What the exercise asks: Reproduce the data below line for line, changing nothing.

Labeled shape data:
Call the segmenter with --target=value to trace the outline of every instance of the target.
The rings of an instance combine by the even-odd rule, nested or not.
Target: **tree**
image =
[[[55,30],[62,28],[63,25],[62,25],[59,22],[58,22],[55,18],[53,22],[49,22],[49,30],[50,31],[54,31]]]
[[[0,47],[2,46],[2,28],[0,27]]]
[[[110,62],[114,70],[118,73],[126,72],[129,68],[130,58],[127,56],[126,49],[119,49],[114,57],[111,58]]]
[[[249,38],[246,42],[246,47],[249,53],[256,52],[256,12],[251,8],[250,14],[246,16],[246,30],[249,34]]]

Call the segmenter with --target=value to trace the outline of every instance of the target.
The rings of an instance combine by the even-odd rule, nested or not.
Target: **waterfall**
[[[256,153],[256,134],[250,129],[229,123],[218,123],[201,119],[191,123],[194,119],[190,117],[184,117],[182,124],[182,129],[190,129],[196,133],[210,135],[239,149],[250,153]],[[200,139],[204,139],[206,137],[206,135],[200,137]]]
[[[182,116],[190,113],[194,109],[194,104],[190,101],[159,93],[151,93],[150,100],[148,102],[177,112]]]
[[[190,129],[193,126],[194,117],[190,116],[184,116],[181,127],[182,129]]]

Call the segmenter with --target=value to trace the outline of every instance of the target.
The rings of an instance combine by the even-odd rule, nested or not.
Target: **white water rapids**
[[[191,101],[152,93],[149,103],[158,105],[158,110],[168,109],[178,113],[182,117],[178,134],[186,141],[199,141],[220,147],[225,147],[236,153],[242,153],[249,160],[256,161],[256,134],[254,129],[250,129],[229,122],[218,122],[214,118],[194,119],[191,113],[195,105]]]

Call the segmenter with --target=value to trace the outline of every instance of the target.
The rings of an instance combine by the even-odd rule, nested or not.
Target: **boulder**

Full solution:
Call the segmenter with --target=value to trace the outline of every instance of the target.
The rings of an instance combine by the even-odd rule, nested or not.
Target: **tree**
image =
[[[55,30],[62,28],[63,25],[62,25],[59,22],[58,22],[55,18],[53,22],[49,22],[49,30],[50,31],[54,31]]]
[[[0,47],[2,46],[2,28],[0,27]]]
[[[110,62],[114,70],[118,73],[126,72],[129,68],[130,58],[127,56],[126,49],[119,49],[114,57],[111,58]]]
[[[249,38],[246,42],[246,47],[249,53],[256,52],[256,12],[251,8],[250,14],[246,16],[246,30],[249,34]]]

Call the segmenter with --target=value to trace the outline of every instance of the target.
The rings of an instance combine by the even-odd rule, nested or not.
Target: **waterfall**
[[[256,153],[256,134],[250,129],[229,123],[218,123],[201,119],[191,123],[194,119],[190,117],[184,117],[182,124],[182,129],[190,129],[196,133],[210,135],[239,149],[250,153]],[[200,139],[204,139],[206,137],[206,135],[200,137]]]
[[[182,116],[190,113],[194,109],[194,104],[190,101],[159,93],[151,93],[150,100],[148,102],[177,112]]]
[[[190,129],[193,126],[194,117],[190,116],[184,116],[181,127],[182,129]]]

Call the segmenter with --target=value to trace the outline of every instance of the target.
The rings of an instance combine by the even-odd rule, nested or not.
Target: **white water rapids**
[[[191,101],[152,93],[149,103],[158,105],[158,110],[168,109],[178,113],[182,117],[178,134],[186,141],[199,141],[220,147],[225,147],[236,153],[242,153],[249,160],[256,161],[256,134],[254,129],[250,129],[229,122],[218,122],[214,118],[194,119],[191,113],[195,105]]]

Call the segmenter with --target=value to trace the outline of every instance of the target.
The rings of an instance combine by the even-odd rule, nested or not.
Target: **boulder**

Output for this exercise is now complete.